(Annotation dataset entries)
----------------

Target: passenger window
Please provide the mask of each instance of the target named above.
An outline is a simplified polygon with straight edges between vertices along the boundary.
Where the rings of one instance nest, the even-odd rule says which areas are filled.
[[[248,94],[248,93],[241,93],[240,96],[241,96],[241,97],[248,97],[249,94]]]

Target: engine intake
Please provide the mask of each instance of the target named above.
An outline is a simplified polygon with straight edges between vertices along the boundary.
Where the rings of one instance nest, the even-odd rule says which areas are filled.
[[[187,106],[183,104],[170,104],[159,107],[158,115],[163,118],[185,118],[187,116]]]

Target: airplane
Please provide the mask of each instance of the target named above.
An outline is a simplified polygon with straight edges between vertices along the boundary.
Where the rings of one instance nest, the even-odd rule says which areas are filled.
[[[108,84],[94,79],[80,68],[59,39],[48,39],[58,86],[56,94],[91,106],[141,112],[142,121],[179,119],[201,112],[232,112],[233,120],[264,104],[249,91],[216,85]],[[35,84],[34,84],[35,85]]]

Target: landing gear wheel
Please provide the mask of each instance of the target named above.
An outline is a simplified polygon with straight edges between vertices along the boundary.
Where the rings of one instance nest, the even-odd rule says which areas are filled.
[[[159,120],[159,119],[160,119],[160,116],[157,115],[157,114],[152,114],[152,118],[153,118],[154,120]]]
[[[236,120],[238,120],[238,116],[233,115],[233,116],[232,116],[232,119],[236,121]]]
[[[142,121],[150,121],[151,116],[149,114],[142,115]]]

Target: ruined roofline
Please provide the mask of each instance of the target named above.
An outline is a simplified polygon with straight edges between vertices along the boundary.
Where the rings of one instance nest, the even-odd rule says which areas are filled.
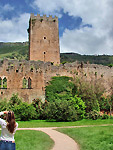
[[[58,21],[58,17],[52,17],[52,15],[49,15],[47,17],[46,15],[40,16],[40,14],[37,14],[37,16],[34,15],[34,13],[31,13],[30,19],[36,19],[40,21]]]

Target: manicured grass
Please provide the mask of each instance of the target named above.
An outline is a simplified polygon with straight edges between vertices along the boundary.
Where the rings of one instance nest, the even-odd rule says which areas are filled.
[[[113,126],[57,129],[72,137],[80,150],[113,150]]]
[[[81,125],[102,125],[113,124],[113,119],[106,120],[81,120],[75,122],[47,122],[45,120],[18,121],[19,128],[38,128],[38,127],[64,127],[64,126],[81,126]]]
[[[50,150],[54,142],[41,131],[16,131],[16,150]]]

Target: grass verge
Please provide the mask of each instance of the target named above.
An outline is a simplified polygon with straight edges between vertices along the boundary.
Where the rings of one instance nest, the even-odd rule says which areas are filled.
[[[73,138],[80,150],[113,150],[113,126],[57,130]]]
[[[105,120],[86,120],[75,122],[55,122],[45,120],[31,120],[31,121],[18,121],[19,128],[38,128],[38,127],[64,127],[64,126],[82,126],[82,125],[102,125],[102,124],[113,124],[113,119]]]
[[[50,150],[54,142],[41,131],[16,131],[16,150]]]

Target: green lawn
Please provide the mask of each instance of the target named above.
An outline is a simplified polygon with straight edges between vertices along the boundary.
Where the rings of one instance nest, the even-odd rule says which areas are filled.
[[[113,150],[113,126],[57,129],[72,137],[80,150]]]
[[[113,124],[113,119],[106,120],[81,120],[75,122],[47,122],[45,120],[18,121],[19,128],[38,128],[38,127],[64,127],[81,125],[101,125]]]
[[[50,150],[54,145],[50,137],[41,131],[16,131],[15,142],[16,150]]]

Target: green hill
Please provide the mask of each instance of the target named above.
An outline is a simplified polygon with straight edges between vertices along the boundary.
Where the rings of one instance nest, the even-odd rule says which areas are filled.
[[[113,64],[113,55],[80,55],[76,53],[61,53],[61,62],[83,61],[84,63],[109,65]]]
[[[28,42],[3,43],[0,42],[0,59],[26,59],[28,60]]]
[[[3,43],[0,42],[0,59],[18,59],[28,60],[29,44],[28,42]],[[80,55],[77,53],[61,53],[61,63],[83,61],[84,63],[113,65],[113,55]]]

----------------

Without the pictures, return the entries exactly as they appear.

=== Response ===
Target: passenger window
Please provide the mask of each instance of the target named above.
An outline is a simplified polygon with straight edges between vertices along the boundary.
Where the rings of one instance nest, the even-odd rule says which areas are filled.
[[[248,94],[248,93],[241,93],[240,96],[241,96],[241,97],[248,97],[249,94]]]

Target: engine intake
Please provide the mask of each instance of the target named above.
An outline is a simplified polygon with straight edges between vertices along the boundary.
Where the rings of one instance nest, the even-odd rule says which areas are filled.
[[[187,106],[183,104],[170,104],[159,107],[158,115],[163,118],[185,118],[187,116]]]

Target: airplane
Please provide the mask of each instance of the target named above.
An outline is a simplified polygon with straight edges between vertices along the boundary.
Where the rings of one instance nest, the even-odd rule says which areas are filled.
[[[108,84],[94,79],[80,68],[59,39],[48,39],[58,86],[56,94],[91,106],[141,112],[142,121],[179,119],[201,112],[232,112],[233,120],[264,104],[249,91],[216,85]],[[35,84],[34,84],[35,85]]]

Target: landing gear wheel
Please provide the mask of each instance of the target named above.
An outline is a simplified polygon with straight edges between vertices along the boundary.
Where the rings of one instance nest, the even-odd rule says which areas are filled.
[[[159,120],[159,119],[160,119],[160,116],[157,115],[157,114],[152,114],[152,118],[153,118],[154,120]]]
[[[236,120],[238,120],[238,116],[233,115],[233,116],[232,116],[232,119],[236,121]]]
[[[142,121],[150,121],[151,116],[149,114],[142,115]]]

Target: ruined roofline
Please provide the mask of each instance of the target named above.
An outline is a simplified polygon with straight edges between vertices along the boundary.
Where the rings of one instance nest, the even-odd rule says which areas are filled.
[[[58,21],[58,17],[52,17],[52,15],[49,15],[47,17],[46,15],[40,16],[40,14],[37,14],[37,16],[34,15],[34,13],[31,13],[30,19],[36,19],[40,21]]]

Target: manicured grass
Please provide the mask of each instance of the target named above.
An outline is a simplified polygon with straight edges between vertices along the boundary.
Where the rings of one instance nest, the even-odd rule says which areas are filled.
[[[113,126],[57,129],[72,137],[80,150],[113,150]]]
[[[81,125],[102,125],[113,124],[113,119],[106,120],[81,120],[75,122],[47,122],[45,120],[18,121],[19,128],[38,128],[38,127],[64,127],[64,126],[81,126]]]
[[[50,150],[54,142],[41,131],[16,131],[16,150]]]

Target: grass verge
Please provide the mask of each instance of the target named above.
An outline is a simplified polygon with straight edges between vertices along the boundary.
Where the rings of one instance nest, the even-odd rule says which areas are filled.
[[[73,138],[80,150],[113,150],[113,126],[57,130]]]
[[[105,120],[86,120],[75,122],[55,122],[45,120],[31,120],[31,121],[18,121],[19,128],[38,128],[38,127],[64,127],[64,126],[82,126],[82,125],[102,125],[102,124],[113,124],[113,119]]]
[[[50,150],[54,142],[41,131],[16,131],[16,150]]]

Target: green lawn
Please provide the mask of each instance of the target named above.
An outline is a simplified polygon with straight edges between vertices along the boundary.
Where the rings of one instance nest, the even-odd rule says which areas are filled.
[[[113,150],[113,126],[57,129],[72,137],[80,150]]]
[[[113,124],[113,119],[106,120],[81,120],[75,122],[47,122],[45,120],[18,121],[19,128],[38,128],[38,127],[64,127],[81,125],[101,125]]]
[[[50,150],[54,145],[50,137],[41,131],[16,131],[15,142],[16,150]]]

Target: green hill
Please provide the mask of each instance of the target named above.
An outline is a simplified polygon with straight edges between vertices along the boundary.
Where the rings of one instance nest, the even-odd rule says which areas are filled.
[[[113,64],[113,55],[80,55],[76,53],[61,53],[61,62],[83,61],[84,63],[109,65]]]
[[[28,42],[3,43],[0,42],[0,59],[26,59],[28,60]]]
[[[3,43],[0,42],[0,59],[18,59],[28,60],[29,44],[28,42]],[[80,55],[77,53],[61,53],[61,63],[83,61],[84,63],[113,65],[113,55]]]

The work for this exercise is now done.